▶ _SET EXERCISE A_
Using the book note below, decide for each statement whether it agrees with the note: (i) The Entrepreneurs was published by Columbia University Press. (ii) Lidow earned his Ph.D. in electrical engineering from Princeton. (iii) Lidow teaches in the Keller Center for Innovation in Engineering Education. Answer yes or no for each, quoting the deciding words.

▶ _EXCERPT PROVIDED_
────────────────
The book: In his latest book, The Entrepreneurs (Columbia University Press), Derek Lidow ’73 covers everything one would need to know on the topic of entrepreneurship. He starts with the history of entrepreneurship through the ages and explains the ways in which it has morphed and changed over time. Using various examples to illustrate his point, Lidow covers the pros and cons of entrepreneurship, as well as the larger impact the practice has on society. This deep dive offers a new perspective on a topic that touches so many areas including economics, skills, and leadership — and offers insights into the ways entrepreneurship is influencing and shaping both the present and the future.
The author: Derek Lidow ’73 is a professor of the practice in the Keller Center for Innovation in Engineering Education. He earned his undergraduate degree in electrical engineering from Princeton and Ph.D. in applied physics from Stanford University. Lidow is a former CEO and founder of several companies. He’s also the author of various books including Startup Leadership and Building on Bedrock, and has published extensively on innovation, entrepreneurship, and leadership.
────────────────
[Image boundary labeling records]
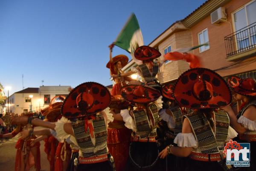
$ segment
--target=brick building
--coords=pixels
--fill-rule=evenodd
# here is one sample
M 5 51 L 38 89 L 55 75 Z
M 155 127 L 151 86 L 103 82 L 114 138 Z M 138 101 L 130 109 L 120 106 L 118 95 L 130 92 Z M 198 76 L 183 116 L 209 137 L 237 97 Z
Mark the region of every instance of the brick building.
M 208 0 L 181 20 L 172 24 L 148 46 L 160 58 L 170 51 L 207 42 L 194 50 L 201 67 L 223 77 L 238 75 L 256 78 L 256 0 Z M 123 70 L 136 64 L 131 61 Z M 175 81 L 189 68 L 183 61 L 166 61 L 157 75 L 162 84 Z

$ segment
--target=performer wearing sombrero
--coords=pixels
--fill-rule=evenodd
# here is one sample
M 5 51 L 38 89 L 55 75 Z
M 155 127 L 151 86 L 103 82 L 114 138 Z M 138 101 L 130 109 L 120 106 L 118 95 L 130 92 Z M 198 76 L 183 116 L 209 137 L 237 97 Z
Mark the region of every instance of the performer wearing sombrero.
M 183 73 L 175 85 L 174 97 L 181 106 L 194 109 L 183 116 L 182 130 L 168 152 L 178 157 L 189 156 L 189 171 L 222 171 L 225 142 L 236 136 L 229 126 L 227 114 L 215 110 L 232 100 L 225 81 L 210 70 L 193 68 Z M 218 162 L 219 162 L 218 163 Z
M 32 117 L 33 113 L 21 113 L 21 115 L 26 117 Z M 17 124 L 16 128 L 11 133 L 0 135 L 0 138 L 12 138 L 23 130 L 33 131 L 33 127 L 31 124 Z M 17 152 L 15 162 L 15 171 L 25 171 L 29 170 L 33 165 L 37 171 L 41 168 L 40 159 L 40 143 L 34 142 L 36 137 L 31 134 L 29 138 L 23 139 L 19 138 L 15 148 Z
M 154 48 L 147 46 L 139 47 L 134 53 L 135 61 L 138 66 L 132 68 L 131 71 L 132 73 L 139 75 L 142 81 L 148 85 L 159 91 L 161 90 L 161 86 L 156 76 L 164 61 L 156 58 L 160 56 L 161 53 Z
M 83 83 L 75 88 L 65 99 L 61 113 L 69 119 L 78 119 L 76 123 L 61 120 L 51 123 L 30 118 L 20 117 L 14 122 L 27 122 L 55 130 L 61 139 L 71 135 L 71 141 L 79 147 L 79 156 L 75 160 L 78 171 L 114 170 L 113 157 L 107 148 L 107 124 L 110 120 L 103 110 L 110 102 L 110 93 L 97 83 Z M 113 118 L 111 121 L 113 121 Z
M 62 116 L 61 112 L 61 106 L 65 98 L 66 97 L 63 96 L 54 97 L 51 100 L 49 106 L 41 110 L 42 115 L 46 116 L 45 121 L 55 122 L 58 119 L 61 119 Z M 55 101 L 56 100 L 58 100 L 57 102 Z M 22 131 L 21 133 L 22 138 L 24 139 L 29 136 L 29 130 Z M 33 134 L 41 136 L 36 139 L 36 142 L 41 139 L 39 137 L 46 136 L 44 151 L 49 162 L 50 171 L 67 171 L 71 155 L 71 149 L 69 144 L 71 142 L 68 141 L 68 139 L 65 141 L 61 141 L 57 137 L 56 132 L 49 129 L 35 130 Z M 67 141 L 69 143 L 67 143 L 66 141 Z
M 230 105 L 222 109 L 228 113 L 232 126 L 239 134 L 239 142 L 250 143 L 250 166 L 244 168 L 244 170 L 255 171 L 256 82 L 251 78 L 241 79 L 231 76 L 228 78 L 227 83 L 234 92 L 233 97 L 238 101 L 241 101 L 243 103 L 237 116 Z
M 163 149 L 159 153 L 159 156 L 161 159 L 166 157 L 166 171 L 183 171 L 186 165 L 186 158 L 176 157 L 171 154 L 168 155 L 167 150 L 171 144 L 177 145 L 174 143 L 174 139 L 178 133 L 181 132 L 183 116 L 189 110 L 179 106 L 173 97 L 173 84 L 166 85 L 162 88 L 162 95 L 165 105 L 159 113 L 162 119 L 159 125 L 163 125 L 161 127 L 163 130 L 161 132 L 163 132 L 163 137 L 162 138 L 164 140 Z
M 156 138 L 160 120 L 158 110 L 162 101 L 159 91 L 140 83 L 130 82 L 123 87 L 121 95 L 137 107 L 121 110 L 125 126 L 133 131 L 130 145 L 129 158 L 125 170 L 155 171 L 160 167 Z
M 119 55 L 114 57 L 112 57 L 112 50 L 114 46 L 113 44 L 109 46 L 110 53 L 109 55 L 109 61 L 107 64 L 106 67 L 110 69 L 110 75 L 115 81 L 111 91 L 112 96 L 120 95 L 120 90 L 122 87 L 125 84 L 125 81 L 131 81 L 132 79 L 126 76 L 130 75 L 125 74 L 121 69 L 128 63 L 128 57 L 124 55 Z

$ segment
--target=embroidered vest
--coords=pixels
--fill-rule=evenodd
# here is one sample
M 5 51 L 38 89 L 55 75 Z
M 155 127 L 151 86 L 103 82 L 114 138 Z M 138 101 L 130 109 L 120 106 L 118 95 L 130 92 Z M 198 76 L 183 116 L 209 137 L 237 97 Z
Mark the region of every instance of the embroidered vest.
M 154 82 L 156 79 L 156 75 L 158 72 L 158 64 L 157 62 L 154 62 L 152 67 L 152 75 L 150 73 L 149 70 L 145 64 L 139 65 L 139 67 L 141 71 L 142 76 L 147 83 Z
M 167 140 L 172 140 L 173 142 L 176 135 L 181 132 L 183 115 L 180 108 L 178 106 L 175 106 L 172 108 L 169 108 L 169 110 L 172 114 L 172 117 L 175 123 L 175 128 L 172 130 L 168 129 L 165 134 L 166 138 L 167 138 Z
M 158 115 L 157 106 L 154 104 L 151 104 L 148 106 L 149 113 L 154 124 L 151 127 L 150 119 L 144 109 L 139 110 L 133 110 L 132 113 L 134 119 L 138 134 L 140 139 L 145 139 L 149 137 L 156 137 L 157 134 L 157 123 L 160 120 Z
M 250 103 L 249 103 L 247 104 L 244 107 L 240 110 L 237 115 L 237 117 L 240 118 L 241 116 L 242 116 L 245 111 L 245 110 L 250 106 L 253 105 L 256 107 L 256 100 L 253 101 Z M 241 139 L 251 142 L 251 141 L 256 141 L 256 130 L 247 130 L 244 133 L 242 134 L 239 134 L 239 138 Z
M 107 127 L 104 117 L 101 115 L 97 116 L 96 119 L 92 121 L 92 123 L 94 129 L 95 145 L 92 142 L 89 128 L 87 132 L 84 130 L 84 122 L 72 124 L 76 139 L 84 157 L 108 154 Z
M 229 118 L 227 113 L 218 111 L 214 113 L 215 116 L 215 134 L 204 115 L 202 117 L 198 115 L 184 116 L 189 120 L 198 145 L 193 148 L 195 153 L 212 154 L 219 153 L 224 149 L 225 142 L 228 133 Z M 202 122 L 203 120 L 204 122 Z

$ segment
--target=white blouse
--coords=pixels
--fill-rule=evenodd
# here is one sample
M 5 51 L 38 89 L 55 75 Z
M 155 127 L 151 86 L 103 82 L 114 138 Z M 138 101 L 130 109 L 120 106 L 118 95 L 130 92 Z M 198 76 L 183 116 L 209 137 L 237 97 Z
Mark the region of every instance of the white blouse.
M 159 116 L 164 121 L 167 122 L 167 126 L 169 129 L 175 128 L 175 122 L 173 117 L 167 114 L 166 109 L 163 109 L 159 112 Z
M 247 129 L 256 131 L 256 120 L 252 121 L 242 116 L 239 118 L 237 122 L 241 124 Z
M 106 122 L 108 123 L 111 122 L 113 122 L 114 118 L 113 117 L 113 114 L 109 113 L 109 109 L 106 109 L 104 111 L 107 114 L 107 119 Z M 81 121 L 80 121 L 78 122 Z M 64 116 L 62 116 L 60 120 L 58 120 L 57 122 L 55 123 L 55 129 L 56 131 L 56 137 L 58 137 L 58 139 L 60 140 L 59 141 L 61 142 L 63 142 L 64 139 L 67 139 L 68 141 L 70 141 L 75 145 L 78 146 L 78 144 L 76 139 L 76 138 L 74 136 L 67 133 L 64 130 L 64 125 L 66 123 L 71 123 L 71 122 Z M 96 143 L 95 139 L 91 138 L 91 140 L 92 142 L 95 145 Z
M 163 101 L 162 100 L 162 98 L 163 98 L 163 96 L 161 96 L 157 100 L 153 102 L 153 103 L 156 104 L 157 106 L 157 109 L 158 110 L 163 108 Z M 136 109 L 136 108 L 135 107 L 134 109 Z M 134 119 L 131 115 L 130 115 L 129 110 L 128 109 L 121 110 L 120 114 L 123 118 L 123 120 L 125 122 L 125 126 L 128 128 L 131 129 L 134 132 L 136 132 L 137 130 L 136 129 L 135 123 Z
M 225 142 L 229 142 L 230 139 L 237 136 L 238 133 L 230 126 L 228 127 L 228 132 Z M 174 142 L 177 144 L 179 147 L 192 147 L 196 148 L 198 143 L 195 139 L 194 133 L 179 133 L 174 139 Z

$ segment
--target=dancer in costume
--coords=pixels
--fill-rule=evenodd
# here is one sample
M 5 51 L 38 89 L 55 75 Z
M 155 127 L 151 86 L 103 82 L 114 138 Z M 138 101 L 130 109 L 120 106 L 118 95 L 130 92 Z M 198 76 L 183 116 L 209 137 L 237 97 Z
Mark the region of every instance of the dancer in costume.
M 115 81 L 111 95 L 116 96 L 120 95 L 120 90 L 122 87 L 125 85 L 125 81 L 130 81 L 131 78 L 122 75 L 124 72 L 121 70 L 128 63 L 128 57 L 124 55 L 119 55 L 112 58 L 112 51 L 113 46 L 114 45 L 113 44 L 109 46 L 109 61 L 107 64 L 106 67 L 110 69 L 110 75 Z
M 237 133 L 229 126 L 227 114 L 215 109 L 228 105 L 231 91 L 217 73 L 193 68 L 183 73 L 175 85 L 174 97 L 180 106 L 193 109 L 183 116 L 181 133 L 174 140 L 177 147 L 169 145 L 168 153 L 189 156 L 189 171 L 223 171 L 226 165 L 222 151 L 225 142 Z
M 70 141 L 80 150 L 79 157 L 75 159 L 79 171 L 99 171 L 102 169 L 112 171 L 114 164 L 107 147 L 107 128 L 109 119 L 113 121 L 113 118 L 108 117 L 102 111 L 109 105 L 110 99 L 110 93 L 105 87 L 97 83 L 86 82 L 70 92 L 61 108 L 64 116 L 78 119 L 77 122 L 70 123 L 61 119 L 52 123 L 24 117 L 13 122 L 23 124 L 31 122 L 55 130 L 61 139 L 71 135 Z
M 120 55 L 112 58 L 112 49 L 113 45 L 110 46 L 110 60 L 107 64 L 107 67 L 110 69 L 111 75 L 115 81 L 115 84 L 111 92 L 112 96 L 109 105 L 111 112 L 115 116 L 115 120 L 110 123 L 108 128 L 108 148 L 110 153 L 115 161 L 116 171 L 122 171 L 126 165 L 129 155 L 129 145 L 131 139 L 131 130 L 125 126 L 122 118 L 116 113 L 120 113 L 121 109 L 128 107 L 129 103 L 121 96 L 122 87 L 126 84 L 125 81 L 130 81 L 131 78 L 123 76 L 124 72 L 121 70 L 128 62 L 128 58 Z
M 243 103 L 236 116 L 231 106 L 222 109 L 228 114 L 232 126 L 239 134 L 239 142 L 250 143 L 250 166 L 240 170 L 256 170 L 256 83 L 248 78 L 230 77 L 228 84 L 234 91 L 233 98 Z
M 42 115 L 46 116 L 46 121 L 55 122 L 61 118 L 61 110 L 63 101 L 65 98 L 65 96 L 62 96 L 54 97 L 52 99 L 49 106 L 41 110 Z M 58 101 L 55 102 L 55 100 L 58 100 Z M 34 134 L 47 136 L 47 140 L 45 141 L 45 151 L 49 162 L 50 170 L 66 171 L 70 161 L 71 149 L 70 145 L 66 141 L 61 141 L 58 139 L 56 136 L 56 132 L 47 129 L 35 130 L 34 131 Z M 29 131 L 23 131 L 21 134 L 23 138 L 26 138 L 29 135 Z M 41 139 L 38 139 L 36 141 Z
M 133 59 L 138 66 L 132 68 L 131 71 L 139 75 L 147 85 L 159 91 L 161 90 L 162 86 L 156 76 L 164 62 L 156 59 L 160 56 L 161 53 L 154 48 L 147 46 L 139 47 L 135 50 Z
M 21 115 L 25 117 L 32 117 L 33 113 L 24 114 Z M 24 130 L 33 130 L 32 125 L 26 124 L 23 126 L 17 125 L 15 129 L 11 133 L 0 135 L 2 138 L 12 138 L 18 133 Z M 15 148 L 17 151 L 15 162 L 15 171 L 24 171 L 29 170 L 33 165 L 37 171 L 40 171 L 41 168 L 40 159 L 40 143 L 34 142 L 34 139 L 36 139 L 32 133 L 29 138 L 22 139 L 20 138 L 16 144 Z
M 133 131 L 125 170 L 159 170 L 161 166 L 156 139 L 157 124 L 160 119 L 158 110 L 162 107 L 163 101 L 161 98 L 158 99 L 161 93 L 139 83 L 130 84 L 121 90 L 122 96 L 137 107 L 130 111 L 121 110 L 125 126 Z
M 186 165 L 186 158 L 176 157 L 171 154 L 167 155 L 167 149 L 169 145 L 177 146 L 177 144 L 174 143 L 174 139 L 178 133 L 181 132 L 182 118 L 186 113 L 185 109 L 183 110 L 180 107 L 173 97 L 173 84 L 166 85 L 163 87 L 162 91 L 162 94 L 167 100 L 165 100 L 165 109 L 159 113 L 159 116 L 162 119 L 159 125 L 165 126 L 163 127 L 164 149 L 160 153 L 159 157 L 163 159 L 166 157 L 166 170 L 184 171 Z

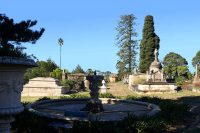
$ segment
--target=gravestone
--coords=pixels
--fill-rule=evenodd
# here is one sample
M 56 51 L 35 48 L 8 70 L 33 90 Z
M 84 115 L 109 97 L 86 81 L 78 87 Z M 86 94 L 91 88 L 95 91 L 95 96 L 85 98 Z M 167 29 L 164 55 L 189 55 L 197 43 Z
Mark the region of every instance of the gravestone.
M 105 84 L 106 84 L 105 80 L 102 80 L 101 94 L 107 93 L 107 87 L 105 86 Z

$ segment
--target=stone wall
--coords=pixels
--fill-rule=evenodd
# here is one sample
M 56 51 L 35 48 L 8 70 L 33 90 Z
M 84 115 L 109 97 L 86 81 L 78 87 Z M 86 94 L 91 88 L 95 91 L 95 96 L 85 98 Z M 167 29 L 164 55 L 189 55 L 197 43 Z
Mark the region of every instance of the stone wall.
M 146 79 L 147 75 L 144 73 L 129 75 L 129 86 L 141 84 L 141 82 L 145 82 Z
M 57 79 L 38 77 L 24 85 L 22 96 L 61 96 L 68 91 Z
M 163 85 L 156 85 L 156 84 L 138 84 L 138 85 L 133 85 L 132 90 L 136 92 L 175 92 L 177 86 L 174 84 L 163 84 Z
M 109 75 L 109 82 L 110 83 L 117 82 L 117 76 L 116 75 Z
────────────────
▶ _SET EXERCISE B_
Reproduce everything in the records from their start down through the line containing "M 208 0 L 181", including both ends, and leave out the pictures.

▶ _RESULT A_
(i) Yes: "The Entrepreneurs (Columbia University Press)"
(ii) No: "Ph.D. in applied physics from Stanford University"
(iii) Yes: "is a professor of the practice in the Keller Center for Innovation in Engineering Education"

▶ _RESULT B_
$ segment
--target=brick building
--coords=pixels
--fill-rule=evenodd
# here is one sample
M 5 51 L 38 89 L 55 75 Z
M 155 127 L 151 86 L 103 82 L 114 138 Z M 138 101 L 130 109 L 120 106 L 118 95 L 130 92 Z M 198 76 L 183 116 L 209 137 L 237 97 Z
Mark the region of every instance of the brick building.
M 208 0 L 181 20 L 172 24 L 148 46 L 160 58 L 170 51 L 207 42 L 194 50 L 201 67 L 223 77 L 238 75 L 256 78 L 256 0 Z M 123 70 L 136 64 L 131 61 Z M 175 81 L 189 68 L 183 61 L 166 61 L 157 75 L 162 84 Z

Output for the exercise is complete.